====== Document section ======

All Shapes Derive From The Square

Does AI art signal a ­journey to a post-human future where artists would be mere relics?

Centre-Spread All Shapes Derive From The Square

Is the world ready to embrace art made by machines? The hypothesis was put to test by the 252-year-old British auction house Christie’s, during an auction held from Oct­ober 23-25. Portrait of Edmond de Bel­amy, from La Famille de Belamy, a 70x70 cm print on canvas by the French collective Obvious, was bought by an anonymous phone bidder for $432,500, over 40 times the initial Christie’s estimate of $7,000-$10,000. If one were to imagine the origin of this image of an aristocratic gentleman, one would perhaps think of a 17th-century portr­ait studio. A 21st-century AI program would hardly spring to mind. Yet this image is, at least in part, a leap of the machinic imagination. What is rem­arkable is not only its unca­nny resemblance to a past style, but the way it seems to enter the very soul of art: the eerin­ess of the young man’s face, his melting featu­res, pixels fading into oblivion, signifying the effects of time and decay in metaphors of art. It affords you the fundamental experience of art too—encountering the essence of humanity in an unexpected way, inducing a strange awe.

====== Information provided ======

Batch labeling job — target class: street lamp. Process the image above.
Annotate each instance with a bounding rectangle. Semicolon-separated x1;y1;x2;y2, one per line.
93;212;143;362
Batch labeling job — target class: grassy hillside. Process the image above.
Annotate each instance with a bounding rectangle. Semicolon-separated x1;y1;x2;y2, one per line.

======

What you have to do: Resume the article about the AI-made portrait sold at Christie's, picking up after its final sentence.

Result for this task:
Yet its creator is, partly, a machine. The deb­ate surrounding artificial intelligence—its future and its impact on sundry ethical issues—is one of the most urgent of this age. With AI now beg­inning to extend its influence into the realm of creativity and imagination, it’s making people more nervous. Because it’s clear that we now stand to share the beautiful, human ability to create with cold, hard, mec­hanical intelligence.